• Source text
Artist friend Ibram Lassaw recorded the move in photographs, which show the house up on skids with a red truck preparing to pull it to its resting place. The little shed that became a guest house soon followed, eventually serving as a studio for Park. This moving and reusing of buildings was, at one time, much more common on the East End than it is today, and very much in keeping with the way the couple saw their relationship to the world.

“When looking at the property, it’s kind of important as it indicates what their basic attitudes were,” said artist Mike Solomon, the son of abstract expressionist pioneer Syd Solomon, who spent much of his youth visiting with Brooks and Park.

“Where they positioned the house was intentional,” he added. “It’s on a very long property, and most people would put the house closer to the street. But as the studios are spread throughout the property, there are big spaces in between, and they would have a long walk to work.”

They lived simply, perhaps due equally to economics and personal choice. They enjoyed dinners with their fellow artists, at times maybe having parties with 10 or more, but more likely smaller dinners with three or four other guests.

“They were really gentle, quiet people,” Solomon said. They were “enamored of the peace and calm” of Montauk, he said, and sought the same in Springs.

• Given data
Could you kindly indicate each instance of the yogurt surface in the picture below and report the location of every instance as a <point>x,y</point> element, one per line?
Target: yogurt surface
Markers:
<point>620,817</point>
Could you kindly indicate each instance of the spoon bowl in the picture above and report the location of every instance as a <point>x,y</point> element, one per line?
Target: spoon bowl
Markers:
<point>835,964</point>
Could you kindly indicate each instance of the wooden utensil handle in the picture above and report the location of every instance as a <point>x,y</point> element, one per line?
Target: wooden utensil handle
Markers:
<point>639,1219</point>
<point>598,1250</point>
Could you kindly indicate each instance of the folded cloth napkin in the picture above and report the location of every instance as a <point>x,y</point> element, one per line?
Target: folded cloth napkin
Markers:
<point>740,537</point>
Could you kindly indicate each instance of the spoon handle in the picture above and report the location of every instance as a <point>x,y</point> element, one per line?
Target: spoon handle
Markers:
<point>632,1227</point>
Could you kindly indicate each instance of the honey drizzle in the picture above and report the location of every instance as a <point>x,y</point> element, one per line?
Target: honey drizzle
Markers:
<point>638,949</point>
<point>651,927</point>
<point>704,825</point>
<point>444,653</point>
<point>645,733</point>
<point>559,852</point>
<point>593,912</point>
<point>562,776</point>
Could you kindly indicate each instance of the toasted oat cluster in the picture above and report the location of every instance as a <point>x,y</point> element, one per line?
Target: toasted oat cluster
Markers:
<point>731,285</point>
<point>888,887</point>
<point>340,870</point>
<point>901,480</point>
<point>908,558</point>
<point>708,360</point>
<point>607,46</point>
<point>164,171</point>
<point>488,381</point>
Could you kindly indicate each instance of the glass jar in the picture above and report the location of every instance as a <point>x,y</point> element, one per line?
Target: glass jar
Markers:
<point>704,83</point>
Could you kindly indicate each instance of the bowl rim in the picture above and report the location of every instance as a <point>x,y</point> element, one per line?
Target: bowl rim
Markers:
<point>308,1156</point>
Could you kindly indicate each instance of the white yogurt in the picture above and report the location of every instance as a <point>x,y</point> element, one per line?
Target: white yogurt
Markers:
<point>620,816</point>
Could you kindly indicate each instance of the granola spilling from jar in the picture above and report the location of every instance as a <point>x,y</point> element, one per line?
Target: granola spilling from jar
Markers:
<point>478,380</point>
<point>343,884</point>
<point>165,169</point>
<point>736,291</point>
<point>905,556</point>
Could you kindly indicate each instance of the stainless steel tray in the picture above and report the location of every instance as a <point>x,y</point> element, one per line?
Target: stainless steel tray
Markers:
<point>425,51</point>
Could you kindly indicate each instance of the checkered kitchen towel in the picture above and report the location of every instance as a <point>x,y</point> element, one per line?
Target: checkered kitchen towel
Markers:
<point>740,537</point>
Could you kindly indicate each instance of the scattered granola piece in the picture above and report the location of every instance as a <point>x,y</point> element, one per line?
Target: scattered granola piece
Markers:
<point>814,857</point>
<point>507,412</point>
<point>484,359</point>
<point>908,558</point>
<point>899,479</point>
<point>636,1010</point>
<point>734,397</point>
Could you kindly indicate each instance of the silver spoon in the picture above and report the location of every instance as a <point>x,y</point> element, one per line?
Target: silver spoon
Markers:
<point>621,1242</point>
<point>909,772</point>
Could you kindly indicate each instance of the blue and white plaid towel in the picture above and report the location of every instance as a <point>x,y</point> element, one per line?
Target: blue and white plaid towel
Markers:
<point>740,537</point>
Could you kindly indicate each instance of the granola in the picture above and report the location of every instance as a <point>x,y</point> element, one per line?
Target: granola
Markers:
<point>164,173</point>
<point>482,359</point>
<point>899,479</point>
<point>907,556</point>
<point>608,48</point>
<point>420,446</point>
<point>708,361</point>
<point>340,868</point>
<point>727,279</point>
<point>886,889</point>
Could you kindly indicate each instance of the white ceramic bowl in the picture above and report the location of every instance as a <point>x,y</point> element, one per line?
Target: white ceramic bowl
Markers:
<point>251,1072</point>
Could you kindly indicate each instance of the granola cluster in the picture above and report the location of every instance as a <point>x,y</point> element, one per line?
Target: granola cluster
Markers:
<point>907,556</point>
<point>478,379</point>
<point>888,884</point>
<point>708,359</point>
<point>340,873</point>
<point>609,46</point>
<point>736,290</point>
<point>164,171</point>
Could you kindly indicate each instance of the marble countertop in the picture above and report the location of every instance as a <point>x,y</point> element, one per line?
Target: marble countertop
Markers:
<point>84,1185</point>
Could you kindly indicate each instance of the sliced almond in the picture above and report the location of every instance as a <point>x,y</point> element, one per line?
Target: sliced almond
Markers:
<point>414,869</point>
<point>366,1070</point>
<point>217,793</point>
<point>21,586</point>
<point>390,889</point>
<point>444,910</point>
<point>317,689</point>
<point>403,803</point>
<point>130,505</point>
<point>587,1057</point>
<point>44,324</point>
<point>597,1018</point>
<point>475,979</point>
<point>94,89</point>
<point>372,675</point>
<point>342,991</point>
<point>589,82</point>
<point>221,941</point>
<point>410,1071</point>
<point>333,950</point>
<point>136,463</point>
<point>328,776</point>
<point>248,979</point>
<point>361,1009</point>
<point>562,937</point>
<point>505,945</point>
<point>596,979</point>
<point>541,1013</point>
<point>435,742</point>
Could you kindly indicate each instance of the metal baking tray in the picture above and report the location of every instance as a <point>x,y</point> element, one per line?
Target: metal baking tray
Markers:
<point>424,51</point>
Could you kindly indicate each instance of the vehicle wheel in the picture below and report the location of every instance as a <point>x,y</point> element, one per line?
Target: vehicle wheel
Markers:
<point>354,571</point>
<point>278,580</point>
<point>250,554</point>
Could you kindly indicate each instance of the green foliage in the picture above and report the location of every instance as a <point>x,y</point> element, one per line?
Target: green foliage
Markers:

• Short problem A
Repeat the passage about Brooks and Park's house word for word, from "They lived simply, perhaps" to "four other guests.".
• Short problem B
Write the next part of the passage about Brooks and Park's house, picking up after its final sentence.

• Written reply A
They lived simply, perhaps due equally to economics and personal choice. They enjoyed dinners with their fellow artists, at times maybe having parties with 10 or more, but more likely smaller dinners with three or four other guests.

• Written reply B
“They were social, but they were really centered,” he added. “They lived an extremely simple life, ate simply and didn’t have a lot of things.”

Indeed, photographs of the interior of the house show spare furnishings. There was a handful of pieces of modern furniture in the living room, a couple of slender chairs and a cot served as a couch.

The kitchen area from the house’s days in Montauk is a portrait of simple domesticity: a joyfully eclectic collection of coffee mugs and teacups, and plates and platters stacked along a half wall that separates the kitchen from the rest of the living area. For want of cupboards, pots and pans hung on hooks along the wall.

And to underscore the remoteness of the home, the handle of a hand pump at the sink — the sole source of fresh water — is just visible, curling up above the kitchen’s half wall.

For much of the time Brooks and Park were in residence in Springs — which was seasonally until an addition was made to the house in the early 1980s — the home lacked any winterizing, except for a wood-burning stove. In photos, it is clear there is no insulation in either the ceiling or the walls. Studs and beams are exposed, and the back of the clapboard sheathing is clearly visible.

But it was home, and it suited their nature, said Solomon. “The way they occupied their minds was centered in nature,” he said.

Perhaps the greatest evidence of that is in the logs that Park kept almost daily, year after year:

“Saw our first Hairy woodpecker at suet — hung 5 days ago,” she wrote in 1974.

In 1994: “Either a sharpshin or Merlin swooped in — birds scattered — he landed on wire for suet — only showed his back with black stripes on tail. Couldn’t see front.”

“Buck on studio road early, the 2 young deer on edge of lawn. Open shade and shutters all fled! Redhead chipping ice on rear bath again,” she wrote in 1999.

“Charlotte really loved walking around in nature,” observed Solomon. “Her studio was really the whole property in some way.”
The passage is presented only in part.